**DATA UNDER STUDY:**
-- Opening Marker --

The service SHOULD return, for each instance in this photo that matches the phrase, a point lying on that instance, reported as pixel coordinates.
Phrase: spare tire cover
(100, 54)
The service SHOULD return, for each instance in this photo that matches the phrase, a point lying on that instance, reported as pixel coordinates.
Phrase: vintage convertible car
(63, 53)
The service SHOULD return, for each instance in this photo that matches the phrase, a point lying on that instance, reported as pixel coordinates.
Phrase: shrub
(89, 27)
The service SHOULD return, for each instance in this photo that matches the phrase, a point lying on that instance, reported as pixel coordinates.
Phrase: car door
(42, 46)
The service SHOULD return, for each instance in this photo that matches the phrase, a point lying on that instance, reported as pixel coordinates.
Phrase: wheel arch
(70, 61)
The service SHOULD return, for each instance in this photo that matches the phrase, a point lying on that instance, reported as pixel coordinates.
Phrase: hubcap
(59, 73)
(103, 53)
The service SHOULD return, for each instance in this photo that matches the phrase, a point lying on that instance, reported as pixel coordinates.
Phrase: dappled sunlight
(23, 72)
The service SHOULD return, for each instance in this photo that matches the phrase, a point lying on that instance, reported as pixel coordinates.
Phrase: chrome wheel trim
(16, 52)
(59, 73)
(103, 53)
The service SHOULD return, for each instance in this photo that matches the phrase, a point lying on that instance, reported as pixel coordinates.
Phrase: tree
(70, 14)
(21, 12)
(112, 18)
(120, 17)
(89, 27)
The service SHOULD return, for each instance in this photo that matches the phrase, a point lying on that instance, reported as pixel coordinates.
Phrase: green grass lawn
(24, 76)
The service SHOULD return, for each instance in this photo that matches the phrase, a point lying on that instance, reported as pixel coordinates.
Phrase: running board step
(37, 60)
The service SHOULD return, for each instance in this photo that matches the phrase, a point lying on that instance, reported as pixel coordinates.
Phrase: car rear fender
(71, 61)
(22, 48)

-- Closing Marker --

Copy each entry exactly, with nothing added or dropped.

The service SHOULD return, for each instance in this photo that matches the phrase, a point lying on that instance, reported as pixel coordinates.
Phrase: spare tire cover
(100, 54)
The service SHOULD return, for each instance in this photo that matches the phrase, a point lying on that instance, reported as pixel coordinates.
Phrase: vintage convertible car
(63, 53)
The service SHOULD return, for each instance in this photo that matches the phrase, a point lying on that instance, reported as pixel coordinates.
Phrase: shrub
(89, 27)
The service SHOULD return, for each instance in this photo that matches the phrase, a point lying on that instance, reported as pixel coordinates.
Phrase: car door
(42, 46)
The service SHOULD return, for each instance in this photo that matches the phrase, a point lying on that instance, reported as pixel coordinates.
Phrase: wheel arch
(70, 61)
The service SHOULD return, for each instance in this photo that matches the phrase, a point lying on that instance, reported as pixel coordinates.
Phrase: hubcap
(59, 73)
(103, 53)
The service SHOULD return, for each instance in this photo that matches the phrase, a point lying on that instance, reported as pixel coordinates.
Phrase: dappled sunlight
(23, 72)
The service SHOULD return, for each instance in this photo that matches the phrase, a point lying on that instance, reported as pixel coordinates.
Phrase: chrome wheel trim
(16, 52)
(59, 73)
(103, 53)
The service SHOULD return, for each instance in this photo that matches the phrase, a point lying on that instance, reported as pixel coordinates.
Phrase: tree
(70, 14)
(21, 12)
(112, 18)
(120, 17)
(89, 27)
The service SHOULD return, for each instance in this photo that matches the phrase, a point lying on that instance, reported as pixel coordinates.
Phrase: green grass lawn
(24, 76)
The service SHOULD return, for each instance in this photo that matches the phrase, a point lying on that instance, reported as pixel coordinates.
Phrase: running board step
(37, 60)
The service SHOULD return, for each instance in this photo that matches the phrase, a point lying on that instance, reported as pixel coordinates.
Phrase: car rear fender
(71, 61)
(22, 48)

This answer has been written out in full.